* **DIRECTION**: Rewrite every line from the one containing "Give every instance of the <item>woman</item>" through the end of the rows, requests included, shifting each polygon coordinate in the answers by -75.

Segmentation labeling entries
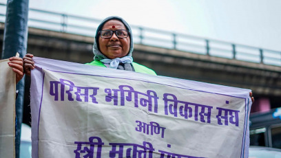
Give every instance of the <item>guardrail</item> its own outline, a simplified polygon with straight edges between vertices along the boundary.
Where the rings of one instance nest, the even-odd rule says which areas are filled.
[[[6,5],[0,3],[0,21]],[[94,37],[101,19],[30,8],[28,26]],[[281,52],[131,25],[134,43],[281,66]]]

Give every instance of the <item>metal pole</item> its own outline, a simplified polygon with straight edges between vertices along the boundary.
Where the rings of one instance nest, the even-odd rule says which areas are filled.
[[[140,30],[140,36],[139,36],[139,38],[140,38],[140,44],[142,45],[142,44],[143,44],[143,27],[138,27],[138,29]]]
[[[234,44],[232,44],[232,53],[233,54],[233,59],[236,59],[236,49],[235,49]]]
[[[262,49],[260,49],[260,63],[263,64],[264,62],[264,56],[262,53]]]
[[[174,49],[176,49],[176,34],[173,34]]]
[[[19,52],[26,54],[28,41],[28,0],[8,0],[1,58],[14,56]],[[17,84],[19,95],[16,100],[17,135],[15,138],[16,157],[19,157],[21,126],[23,119],[24,78]]]
[[[207,56],[210,55],[210,46],[209,45],[209,40],[206,40],[206,53]]]

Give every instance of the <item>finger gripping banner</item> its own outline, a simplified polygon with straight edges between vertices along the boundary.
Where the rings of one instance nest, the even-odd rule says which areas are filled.
[[[249,89],[34,60],[34,157],[247,157]]]

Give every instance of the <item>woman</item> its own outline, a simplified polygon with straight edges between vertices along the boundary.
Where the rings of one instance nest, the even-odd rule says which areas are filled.
[[[129,25],[122,18],[110,16],[98,25],[93,52],[94,61],[86,65],[110,67],[156,75],[154,71],[133,62],[133,36]],[[35,67],[32,54],[23,57],[24,70],[28,75]]]
[[[156,75],[154,71],[133,62],[134,50],[132,30],[122,18],[110,16],[98,25],[94,43],[94,61],[86,65],[132,71]],[[30,75],[30,69],[35,67],[32,54],[23,57],[24,71]],[[253,102],[252,93],[250,97]]]

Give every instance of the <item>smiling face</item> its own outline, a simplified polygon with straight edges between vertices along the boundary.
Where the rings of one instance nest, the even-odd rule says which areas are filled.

* **SOLUTION**:
Give every instance of the <item>woman</item> its own outline, a simplified polygon with straight edges between vertices along the boundary.
Where the rings of one instance nest, the even-odd rule says which areas are filled.
[[[54,-50],[47,-57],[35,-59],[23,-50],[18,-23],[19,-14],[11,-10],[35,-8],[81,0],[79,-4],[58,-13],[58,-39]],[[-40,-8],[-43,-21],[-52,-18],[-51,-5],[-47,0]]]
[[[81,0],[79,-4],[58,-13],[59,-25],[57,-45],[47,-57],[35,-59],[23,-50],[19,-32],[19,-14],[11,-10],[57,-4]],[[-45,0],[-45,-6],[-40,-8],[-43,-21],[-52,-18],[-51,-4]],[[178,27],[177,18],[175,22]]]

Give every instance of the <item>smiling face</item> its own outline, a simplified polygon with straight edges between vertices along the boundary.
Where the rings of one instance nest, the even-odd rule says which areas are filled.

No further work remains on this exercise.